Parágrafo único. As disposições contidas no caput do art. 34 da Lei nº 9.249, de 26 de dezembro de 1995, aplicam-se aos processos administrativos e aos inquéritos e processos em curso, desde que não recebida a denúncia pelo juiz.”


Diante do cotejo dos dispositivos legais supracitados, é possível perceber que as inovações constam nos parágrafos 1º ao 5º do novo artigo 83 da Lei 9.430/96. Vejamos, portanto, cada um deles.

Dados fornecidos ->
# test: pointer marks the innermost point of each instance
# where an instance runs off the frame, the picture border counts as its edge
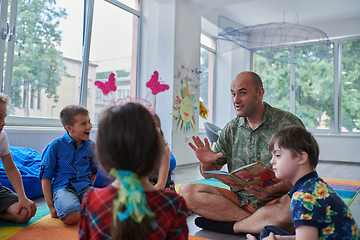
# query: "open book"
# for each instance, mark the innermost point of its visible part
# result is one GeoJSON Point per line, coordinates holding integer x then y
{"type": "Point", "coordinates": [255, 173]}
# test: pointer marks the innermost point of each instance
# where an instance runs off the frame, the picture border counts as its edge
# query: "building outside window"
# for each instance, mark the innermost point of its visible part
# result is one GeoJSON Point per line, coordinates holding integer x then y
{"type": "Point", "coordinates": [47, 60]}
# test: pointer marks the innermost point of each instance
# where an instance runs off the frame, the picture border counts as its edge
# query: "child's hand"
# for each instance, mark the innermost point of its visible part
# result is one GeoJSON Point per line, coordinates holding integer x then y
{"type": "Point", "coordinates": [270, 237]}
{"type": "Point", "coordinates": [29, 205]}
{"type": "Point", "coordinates": [250, 237]}
{"type": "Point", "coordinates": [258, 191]}
{"type": "Point", "coordinates": [53, 212]}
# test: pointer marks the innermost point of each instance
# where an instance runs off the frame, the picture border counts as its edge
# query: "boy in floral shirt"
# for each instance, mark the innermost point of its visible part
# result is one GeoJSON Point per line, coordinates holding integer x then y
{"type": "Point", "coordinates": [317, 212]}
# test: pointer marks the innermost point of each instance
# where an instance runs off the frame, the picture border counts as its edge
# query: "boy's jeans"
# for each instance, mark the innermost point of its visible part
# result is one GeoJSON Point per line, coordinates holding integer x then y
{"type": "Point", "coordinates": [68, 201]}
{"type": "Point", "coordinates": [268, 229]}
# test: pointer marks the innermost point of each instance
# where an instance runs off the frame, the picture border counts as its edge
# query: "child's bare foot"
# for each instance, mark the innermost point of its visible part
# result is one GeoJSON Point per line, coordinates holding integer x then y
{"type": "Point", "coordinates": [250, 237]}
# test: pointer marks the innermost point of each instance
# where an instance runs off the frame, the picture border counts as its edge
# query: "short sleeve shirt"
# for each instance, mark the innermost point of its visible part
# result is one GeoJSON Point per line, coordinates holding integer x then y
{"type": "Point", "coordinates": [65, 164]}
{"type": "Point", "coordinates": [4, 144]}
{"type": "Point", "coordinates": [242, 145]}
{"type": "Point", "coordinates": [314, 203]}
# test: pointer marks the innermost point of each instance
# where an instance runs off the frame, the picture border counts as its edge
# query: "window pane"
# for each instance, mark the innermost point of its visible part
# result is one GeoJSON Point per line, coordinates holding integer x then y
{"type": "Point", "coordinates": [204, 66]}
{"type": "Point", "coordinates": [350, 98]}
{"type": "Point", "coordinates": [314, 92]}
{"type": "Point", "coordinates": [47, 57]}
{"type": "Point", "coordinates": [276, 80]}
{"type": "Point", "coordinates": [112, 52]}
{"type": "Point", "coordinates": [207, 41]}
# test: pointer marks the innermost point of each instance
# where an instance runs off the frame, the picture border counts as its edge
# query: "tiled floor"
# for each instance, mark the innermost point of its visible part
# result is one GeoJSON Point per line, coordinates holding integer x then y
{"type": "Point", "coordinates": [187, 173]}
{"type": "Point", "coordinates": [325, 169]}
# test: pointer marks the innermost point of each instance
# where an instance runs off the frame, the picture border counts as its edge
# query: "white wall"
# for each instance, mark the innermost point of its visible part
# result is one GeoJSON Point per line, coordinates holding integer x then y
{"type": "Point", "coordinates": [170, 37]}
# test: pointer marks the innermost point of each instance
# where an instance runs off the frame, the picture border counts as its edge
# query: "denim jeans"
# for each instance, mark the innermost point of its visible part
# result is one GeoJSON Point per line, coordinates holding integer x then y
{"type": "Point", "coordinates": [268, 229]}
{"type": "Point", "coordinates": [68, 201]}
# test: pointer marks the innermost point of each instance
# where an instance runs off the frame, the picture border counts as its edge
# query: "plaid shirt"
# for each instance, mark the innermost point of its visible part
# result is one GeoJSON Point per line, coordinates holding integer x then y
{"type": "Point", "coordinates": [97, 214]}
{"type": "Point", "coordinates": [242, 145]}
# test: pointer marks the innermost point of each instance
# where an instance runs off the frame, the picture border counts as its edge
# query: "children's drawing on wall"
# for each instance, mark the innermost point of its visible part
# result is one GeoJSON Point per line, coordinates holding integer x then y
{"type": "Point", "coordinates": [186, 105]}
{"type": "Point", "coordinates": [203, 111]}
{"type": "Point", "coordinates": [156, 86]}
{"type": "Point", "coordinates": [185, 109]}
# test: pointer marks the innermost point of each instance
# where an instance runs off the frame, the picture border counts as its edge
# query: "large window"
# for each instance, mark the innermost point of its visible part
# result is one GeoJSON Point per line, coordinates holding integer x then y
{"type": "Point", "coordinates": [207, 55]}
{"type": "Point", "coordinates": [46, 61]}
{"type": "Point", "coordinates": [310, 90]}
{"type": "Point", "coordinates": [113, 52]}
{"type": "Point", "coordinates": [350, 97]}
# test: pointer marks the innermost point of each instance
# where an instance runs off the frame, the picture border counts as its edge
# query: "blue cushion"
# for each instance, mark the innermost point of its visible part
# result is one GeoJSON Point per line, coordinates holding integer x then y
{"type": "Point", "coordinates": [172, 162]}
{"type": "Point", "coordinates": [28, 162]}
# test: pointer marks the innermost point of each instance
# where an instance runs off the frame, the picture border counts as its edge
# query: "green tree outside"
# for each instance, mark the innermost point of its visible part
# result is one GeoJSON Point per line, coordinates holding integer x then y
{"type": "Point", "coordinates": [314, 85]}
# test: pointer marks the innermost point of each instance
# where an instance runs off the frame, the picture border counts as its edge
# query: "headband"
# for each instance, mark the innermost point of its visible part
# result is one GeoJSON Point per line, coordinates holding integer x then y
{"type": "Point", "coordinates": [132, 196]}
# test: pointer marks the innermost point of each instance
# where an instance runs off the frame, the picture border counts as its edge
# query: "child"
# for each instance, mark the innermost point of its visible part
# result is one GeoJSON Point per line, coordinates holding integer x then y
{"type": "Point", "coordinates": [67, 168]}
{"type": "Point", "coordinates": [162, 178]}
{"type": "Point", "coordinates": [15, 208]}
{"type": "Point", "coordinates": [317, 211]}
{"type": "Point", "coordinates": [130, 147]}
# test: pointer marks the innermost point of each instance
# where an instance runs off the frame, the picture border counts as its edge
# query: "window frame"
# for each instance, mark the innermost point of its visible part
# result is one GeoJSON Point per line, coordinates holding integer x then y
{"type": "Point", "coordinates": [14, 121]}
{"type": "Point", "coordinates": [337, 42]}
{"type": "Point", "coordinates": [213, 80]}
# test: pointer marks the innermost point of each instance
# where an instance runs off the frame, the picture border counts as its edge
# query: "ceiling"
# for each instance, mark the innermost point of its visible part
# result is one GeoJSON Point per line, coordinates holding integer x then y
{"type": "Point", "coordinates": [303, 12]}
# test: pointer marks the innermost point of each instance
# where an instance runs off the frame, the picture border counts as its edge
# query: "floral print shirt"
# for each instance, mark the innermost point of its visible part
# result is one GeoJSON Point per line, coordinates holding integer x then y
{"type": "Point", "coordinates": [242, 145]}
{"type": "Point", "coordinates": [315, 203]}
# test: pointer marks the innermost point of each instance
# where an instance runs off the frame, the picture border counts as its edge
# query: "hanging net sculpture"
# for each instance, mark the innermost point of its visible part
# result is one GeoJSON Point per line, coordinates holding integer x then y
{"type": "Point", "coordinates": [272, 40]}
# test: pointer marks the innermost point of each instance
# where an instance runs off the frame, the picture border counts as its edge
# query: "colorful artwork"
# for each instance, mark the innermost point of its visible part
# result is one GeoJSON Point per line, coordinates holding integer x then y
{"type": "Point", "coordinates": [184, 109]}
{"type": "Point", "coordinates": [155, 85]}
{"type": "Point", "coordinates": [108, 86]}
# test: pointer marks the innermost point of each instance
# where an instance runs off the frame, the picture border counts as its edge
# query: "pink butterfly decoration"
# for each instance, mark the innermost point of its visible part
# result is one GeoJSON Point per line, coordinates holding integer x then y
{"type": "Point", "coordinates": [155, 85]}
{"type": "Point", "coordinates": [108, 86]}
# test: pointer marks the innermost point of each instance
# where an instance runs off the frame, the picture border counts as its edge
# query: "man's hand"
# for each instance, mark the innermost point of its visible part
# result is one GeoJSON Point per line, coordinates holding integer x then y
{"type": "Point", "coordinates": [259, 192]}
{"type": "Point", "coordinates": [53, 212]}
{"type": "Point", "coordinates": [29, 205]}
{"type": "Point", "coordinates": [203, 151]}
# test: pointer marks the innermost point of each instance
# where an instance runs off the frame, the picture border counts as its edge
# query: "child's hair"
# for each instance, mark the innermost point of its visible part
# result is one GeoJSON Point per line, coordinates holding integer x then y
{"type": "Point", "coordinates": [68, 114]}
{"type": "Point", "coordinates": [127, 139]}
{"type": "Point", "coordinates": [4, 99]}
{"type": "Point", "coordinates": [297, 140]}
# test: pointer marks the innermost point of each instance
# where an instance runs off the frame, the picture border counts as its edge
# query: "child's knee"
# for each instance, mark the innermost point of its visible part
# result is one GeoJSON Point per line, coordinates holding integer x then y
{"type": "Point", "coordinates": [72, 219]}
{"type": "Point", "coordinates": [23, 217]}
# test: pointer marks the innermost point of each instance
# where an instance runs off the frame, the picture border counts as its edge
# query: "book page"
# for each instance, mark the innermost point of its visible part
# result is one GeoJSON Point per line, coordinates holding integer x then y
{"type": "Point", "coordinates": [225, 178]}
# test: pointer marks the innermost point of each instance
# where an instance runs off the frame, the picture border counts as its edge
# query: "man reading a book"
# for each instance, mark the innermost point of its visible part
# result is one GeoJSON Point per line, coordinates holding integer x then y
{"type": "Point", "coordinates": [244, 140]}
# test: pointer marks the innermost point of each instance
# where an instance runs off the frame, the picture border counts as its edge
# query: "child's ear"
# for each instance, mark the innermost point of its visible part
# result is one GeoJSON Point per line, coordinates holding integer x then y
{"type": "Point", "coordinates": [303, 158]}
{"type": "Point", "coordinates": [68, 128]}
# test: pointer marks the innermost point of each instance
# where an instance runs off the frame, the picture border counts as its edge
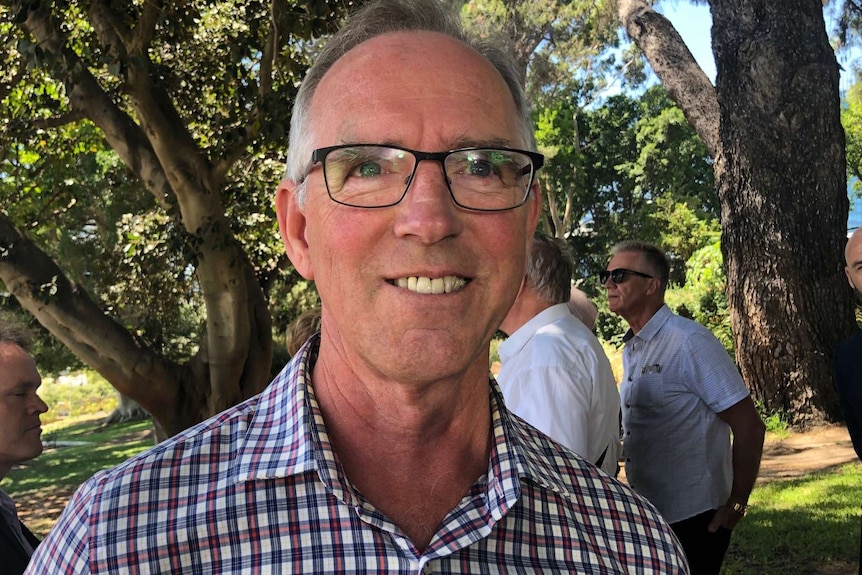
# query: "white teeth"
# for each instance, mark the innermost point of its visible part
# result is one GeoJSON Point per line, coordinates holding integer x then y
{"type": "Point", "coordinates": [426, 285]}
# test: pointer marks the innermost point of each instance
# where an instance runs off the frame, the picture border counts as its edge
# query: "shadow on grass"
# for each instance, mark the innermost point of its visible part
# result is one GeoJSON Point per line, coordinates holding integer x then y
{"type": "Point", "coordinates": [808, 526]}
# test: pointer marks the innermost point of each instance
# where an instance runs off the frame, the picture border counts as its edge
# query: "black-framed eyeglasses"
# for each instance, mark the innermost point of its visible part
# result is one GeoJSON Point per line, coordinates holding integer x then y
{"type": "Point", "coordinates": [618, 275]}
{"type": "Point", "coordinates": [377, 176]}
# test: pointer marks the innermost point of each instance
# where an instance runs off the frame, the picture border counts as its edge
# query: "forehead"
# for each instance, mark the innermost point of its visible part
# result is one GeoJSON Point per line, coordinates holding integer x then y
{"type": "Point", "coordinates": [853, 251]}
{"type": "Point", "coordinates": [403, 86]}
{"type": "Point", "coordinates": [16, 367]}
{"type": "Point", "coordinates": [623, 259]}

Tarefas propostas ->
**1)** Segundo o trecho legal, a quais procedimentos se aplicam as disposições do caput do art. 34 da Lei nº 9.249? Liste-os com as palavras do próprio trecho.
**2)** Colete todas as linhas dos registros que contêm a palavra "outside", respeitando a diferença entre maiúsculas e minúsculas.

Resultados do exercício ->
**1)**
- processos administrativos
- inquéritos
- processos em curso

**2)**
# query: "building outside window"
# query: "green tree outside"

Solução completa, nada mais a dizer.